(Prompt 1): According to the editorial on academic minors, which schools did the Student Association resolution exclude from its call for new minors?
(Prompt 2): Please continue the editorial on academic minors from its last sentence.

(Quoted passage):
* * * *

This past Monday, the Student Association passed a resolution calling on almost every department to create more academic minors. According to the resolution, each academic department, excluding the Schools of Architecture and Music, should determine whether they could create minor versions of their majors. The resolution argued that doing so would provide Rice students with more choices in their academic pursuits, as well as better equip them with marketable degrees for the future.
Especially compared to peer institutions, Rice lacks in quantity and diversity of academic minors. More minor offerings would give students who take a significant number of courses in a particular subject something on their diploma to show for that academic commitment. However, demanding that every department except music and architecture designate certain existing majors as minors is the wrong approach to this issue. Instead, there should be more research and discussion on which majors in which departments could actually be beneficial and desirable as minors.
For departments that may not have the resources to take on an additional population of minors, certain classes should be made more accessible. Such classes often fill up quickly with majors fulfilling their requirements, or are notoriously difficult even for majors. If a department does not have the capacity to support additional minors flooding their classes, there must be accommodations to allow non-majors to explore their interests and expand their skill sets. That is the education Rice students are paying for, after all.

* * * *

(Input data):
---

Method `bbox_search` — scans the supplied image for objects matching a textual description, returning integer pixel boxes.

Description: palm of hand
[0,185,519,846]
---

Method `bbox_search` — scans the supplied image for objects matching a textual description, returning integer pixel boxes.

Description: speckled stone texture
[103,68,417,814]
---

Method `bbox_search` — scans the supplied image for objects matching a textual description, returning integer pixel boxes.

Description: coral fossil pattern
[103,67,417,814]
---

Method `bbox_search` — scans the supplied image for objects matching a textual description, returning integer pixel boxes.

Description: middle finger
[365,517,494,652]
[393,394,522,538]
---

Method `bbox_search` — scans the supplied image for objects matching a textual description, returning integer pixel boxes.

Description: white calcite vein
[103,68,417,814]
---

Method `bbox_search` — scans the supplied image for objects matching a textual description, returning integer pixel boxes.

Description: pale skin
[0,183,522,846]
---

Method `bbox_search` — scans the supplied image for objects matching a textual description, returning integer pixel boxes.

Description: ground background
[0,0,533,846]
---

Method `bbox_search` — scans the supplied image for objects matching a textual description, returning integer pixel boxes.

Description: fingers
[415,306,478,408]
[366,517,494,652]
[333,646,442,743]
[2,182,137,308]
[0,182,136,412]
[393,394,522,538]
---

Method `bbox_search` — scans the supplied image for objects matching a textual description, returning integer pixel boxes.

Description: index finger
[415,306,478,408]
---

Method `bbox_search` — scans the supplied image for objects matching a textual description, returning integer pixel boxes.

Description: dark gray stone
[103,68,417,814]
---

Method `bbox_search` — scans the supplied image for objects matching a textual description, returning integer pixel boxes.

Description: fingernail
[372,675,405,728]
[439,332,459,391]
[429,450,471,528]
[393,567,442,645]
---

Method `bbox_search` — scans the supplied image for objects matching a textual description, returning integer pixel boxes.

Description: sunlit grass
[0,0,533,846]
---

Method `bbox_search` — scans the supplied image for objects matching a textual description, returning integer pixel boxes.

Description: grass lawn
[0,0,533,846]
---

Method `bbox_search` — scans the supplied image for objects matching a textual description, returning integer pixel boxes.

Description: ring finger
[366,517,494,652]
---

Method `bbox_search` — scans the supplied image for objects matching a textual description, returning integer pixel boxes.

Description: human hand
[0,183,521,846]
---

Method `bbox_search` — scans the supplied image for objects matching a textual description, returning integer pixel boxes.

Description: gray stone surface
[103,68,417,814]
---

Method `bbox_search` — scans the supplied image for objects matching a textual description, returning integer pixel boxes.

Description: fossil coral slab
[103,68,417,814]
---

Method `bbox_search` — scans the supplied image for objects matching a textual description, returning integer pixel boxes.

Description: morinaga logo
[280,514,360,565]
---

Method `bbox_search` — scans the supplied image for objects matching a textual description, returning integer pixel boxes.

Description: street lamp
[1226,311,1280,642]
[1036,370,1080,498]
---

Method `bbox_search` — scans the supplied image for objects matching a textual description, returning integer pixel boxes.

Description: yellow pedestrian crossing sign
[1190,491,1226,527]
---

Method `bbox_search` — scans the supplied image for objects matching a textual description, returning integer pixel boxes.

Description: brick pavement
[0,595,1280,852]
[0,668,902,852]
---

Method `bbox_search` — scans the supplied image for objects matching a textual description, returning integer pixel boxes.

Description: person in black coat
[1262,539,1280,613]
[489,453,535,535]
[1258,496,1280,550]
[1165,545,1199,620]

* * * *

(Written response 1): The Schools of Architecture and Music.

(Written response 2):
The resolution also stoutly ignores the existing minors that are not also majors. Those minors — medical humanities, museum and cultural studies, cinema studies — offer a variety of valuable experiences and knowledge that should not be overlooked. There is room to grow in both minors that aren’t majors and minors that are majors.
While the resolution is well-intentioned, ultimately, the language is too broad to be effective, and it is questionable whether this legislation can actually create change on a level that is arguably far beyond the SA’s reach. The resolution, titled “To Urge Rice’s Academic Departments and Administration to Create Significantly More Minors,” indicates that the SA has the power only to “urge” Rice faculty and administration to expand the school’s minor offerings. “Significantly more minors” is a vague blanket statement that is supposed to represent the needs of the Rice student body; however, the Committee for Undergraduate Curriculum, which already has students on the board, and the faculty and administration have clearly already considered the prospect of creating more minors. The SA must take into consideration the existing ecosystem that actually understands and addresses these goals and issues regularly.